Set down the full listing exactly as given. Any pictures are to be left out.
········
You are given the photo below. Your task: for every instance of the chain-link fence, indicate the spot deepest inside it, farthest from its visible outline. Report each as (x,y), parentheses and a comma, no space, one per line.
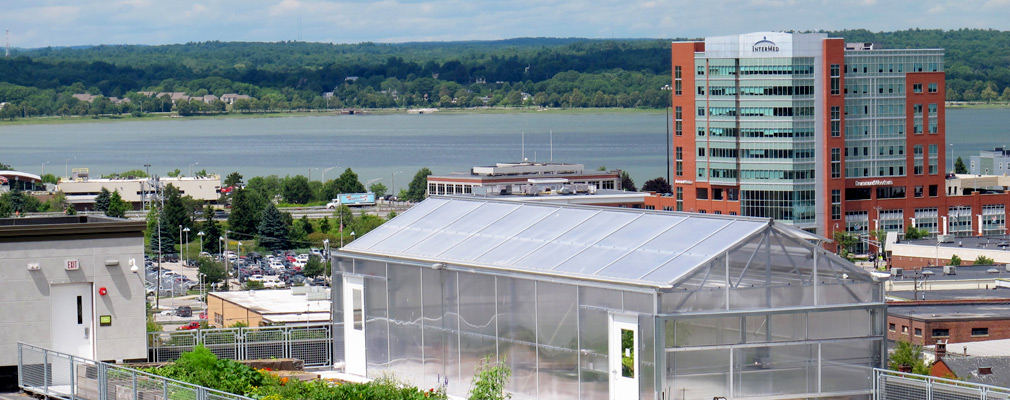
(892,385)
(312,343)
(56,375)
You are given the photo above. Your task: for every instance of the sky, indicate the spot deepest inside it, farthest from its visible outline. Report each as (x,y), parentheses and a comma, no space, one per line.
(36,23)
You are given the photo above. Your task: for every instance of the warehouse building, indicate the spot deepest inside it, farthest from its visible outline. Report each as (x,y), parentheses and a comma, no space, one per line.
(606,303)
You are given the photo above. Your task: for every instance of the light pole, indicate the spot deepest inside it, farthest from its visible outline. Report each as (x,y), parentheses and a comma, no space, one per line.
(186,257)
(323,173)
(392,182)
(671,104)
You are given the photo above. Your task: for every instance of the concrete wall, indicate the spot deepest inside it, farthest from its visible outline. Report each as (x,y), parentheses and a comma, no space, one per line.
(24,303)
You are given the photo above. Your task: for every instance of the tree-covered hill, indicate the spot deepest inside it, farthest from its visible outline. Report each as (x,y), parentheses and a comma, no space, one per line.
(519,72)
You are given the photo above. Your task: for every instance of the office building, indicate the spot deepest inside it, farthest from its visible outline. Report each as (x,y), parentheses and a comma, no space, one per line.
(815,132)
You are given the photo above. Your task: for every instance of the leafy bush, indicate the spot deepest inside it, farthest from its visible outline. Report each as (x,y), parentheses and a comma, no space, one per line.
(489,381)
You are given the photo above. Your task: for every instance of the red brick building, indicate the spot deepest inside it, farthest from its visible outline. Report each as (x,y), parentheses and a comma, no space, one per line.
(823,134)
(925,322)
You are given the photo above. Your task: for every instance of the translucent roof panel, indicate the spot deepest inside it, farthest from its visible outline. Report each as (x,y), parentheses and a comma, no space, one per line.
(604,243)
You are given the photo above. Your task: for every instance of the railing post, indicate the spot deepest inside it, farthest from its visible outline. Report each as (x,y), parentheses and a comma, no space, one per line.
(45,370)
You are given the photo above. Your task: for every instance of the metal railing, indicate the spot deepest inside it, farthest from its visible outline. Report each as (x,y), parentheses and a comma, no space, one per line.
(57,375)
(310,342)
(893,385)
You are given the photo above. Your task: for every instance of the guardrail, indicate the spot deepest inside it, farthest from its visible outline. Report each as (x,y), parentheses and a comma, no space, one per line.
(893,385)
(310,342)
(57,375)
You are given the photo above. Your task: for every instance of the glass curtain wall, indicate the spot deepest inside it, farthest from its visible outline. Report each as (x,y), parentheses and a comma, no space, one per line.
(423,323)
(773,317)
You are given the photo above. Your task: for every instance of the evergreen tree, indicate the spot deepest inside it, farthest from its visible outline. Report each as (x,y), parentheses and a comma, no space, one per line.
(102,200)
(273,230)
(658,185)
(958,167)
(211,231)
(347,183)
(418,187)
(627,183)
(117,207)
(297,190)
(243,217)
(233,179)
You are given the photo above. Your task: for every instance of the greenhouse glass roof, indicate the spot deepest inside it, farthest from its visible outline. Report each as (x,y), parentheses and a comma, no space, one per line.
(603,243)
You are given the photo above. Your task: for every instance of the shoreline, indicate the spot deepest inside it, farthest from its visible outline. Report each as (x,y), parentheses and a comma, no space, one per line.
(58,120)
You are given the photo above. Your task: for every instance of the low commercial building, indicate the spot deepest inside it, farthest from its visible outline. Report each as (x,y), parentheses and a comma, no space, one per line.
(502,177)
(269,307)
(138,191)
(926,322)
(71,284)
(606,302)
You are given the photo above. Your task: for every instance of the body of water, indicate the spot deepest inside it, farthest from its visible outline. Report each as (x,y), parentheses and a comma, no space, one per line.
(378,145)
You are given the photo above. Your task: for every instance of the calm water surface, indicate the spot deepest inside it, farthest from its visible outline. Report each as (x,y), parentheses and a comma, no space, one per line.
(377,145)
········
> **EXERCISE SOLUTION**:
You are given the photo below. Your task: for every instance of the chain-link fence, indicate the spot deepest inside it, farthest from its visible outline. Report each as (x,y), parentheses and a comma, no space, one per line.
(892,385)
(312,343)
(56,375)
You are given the photo above. Your task: for every instance of the sky, indicate the spot deepest inside it, farthest from its visible outline. Report each as (x,y), parentheses and a comma, no space, one per line.
(36,23)
You are given the photo above. Your task: for every instance of the warehouse building, indicate the spot deepest inside it, farthest from its visible outline. Report each as (x,y), parentheses and a comma, no space, one per line.
(606,303)
You are given the photo above. Your task: for every instance of the light pole, indicate the spot deepest inside it, farthest from its visible outline. Report each as (x,y), parentheses and a comma, no space, one per line.
(186,257)
(323,173)
(392,182)
(671,104)
You are given the photo above. Your task: for every instance of the concrete wall, indicate the spot deepest inside it, farthest from its visible outline. Report each as (x,y), parentheses and a comma, no space, one per line.
(24,303)
You are given the photo above. Your task: for every instance of the tree-covered hill, indicate the spot deepest inside it, farthest from its visible outline. Report each as (x,y), parentheses and a comma, no space, one per line.
(519,72)
You are given the photo above. Your task: for every instance of the office building, indicate the spot deepest inside it, farthest from its visible outline. Report each as (x,y), parentheses and a comma, no space, one per line.
(815,132)
You are given the photo above. Your task: for every instance of the leafy bush, indicate the spot deepest inside it, farthest from its visible outline. Report each as (x,y), parentheses and a comma, no space, one per line.
(489,381)
You are given the photo above. Your task: for every instance of the red brick building, indicate the spot deepest inside it, farthest from its visible outline. Report each as (x,y), parentheses and a comma, no space, one per line.
(823,134)
(925,322)
You are given the photo above. Your task: for every instance of the translucent roof panel, indicate the spot deepest inside it, farthest from its visible outline. Report each as (x,y), parentheses and a comma, no space, one per line.
(604,243)
You are given the photo above. Your task: for every instance of the railing post, indicate the spot deepest inside it, farthest from its visible outline. Report each as (x,y), parentheses and a comma, no space, one per line.
(45,370)
You are given the photo above. Your task: for every instance of the metal railing, indicate the spot deepest inside it, farthest from its visible outline. Report each as (x,y), parentheses and a comma, no space, one per line.
(57,375)
(310,342)
(893,385)
You are given the photo above. Your task: for every instance of the guardrail, indicate the spot deepest inside it, farthest from its visible outline. Report each as (x,y), parentheses and a comma, no space, one per line.
(893,385)
(310,342)
(57,375)
You are given the photo above. Your task: for every instance of the glass curtain wall, indicate the spot deepest inside it, farthest from its visible outline. Report each as (x,y), parentheses and a comma, no space, one per line.
(423,323)
(773,317)
You are given the photo above. Your task: for every instance of the evergreen tree, indicate the spot deepest inside it, farthest from its visible outline. Report each as (x,y), parentheses and a comma, no space, one per line.
(102,200)
(273,230)
(658,185)
(958,167)
(211,231)
(347,183)
(418,187)
(627,183)
(117,207)
(297,190)
(243,217)
(233,179)
You are given the photo above. Your task: for every instance of the greenhouse glass roof, indicate the spot deepest inside it, farthest from its visible outline. Report each as (x,y), parentheses and a comma, no space, one per line.
(603,243)
You are given the photo above. Your task: for every instance of the shoreline, indicate the spot deepest inside it, farthest from its visible outline. Report each as (x,y), parentheses and a comma, no space, one per line.
(58,120)
You are given the photo above. Your task: for every instance of the low commercial building, indicate the spot deepest inside it, farthest from its visible outline. Report each as (x,y), parentheses and a comma, no space, one per line.
(502,177)
(269,307)
(138,191)
(926,322)
(71,284)
(606,302)
You are given the photo above. Your task: for every instance of the body of water, indicate the spot deepest inside it, farthest from its visible outline. Report each as (x,y), parentheses and a comma, no space, one per line.
(378,145)
You are given the photo above. Your task: for every instance of the calm water surface, indicate the spot deepest inside it, farthest from its visible outline. Report each as (x,y), parentheses and a comma, no space, one per line.
(377,145)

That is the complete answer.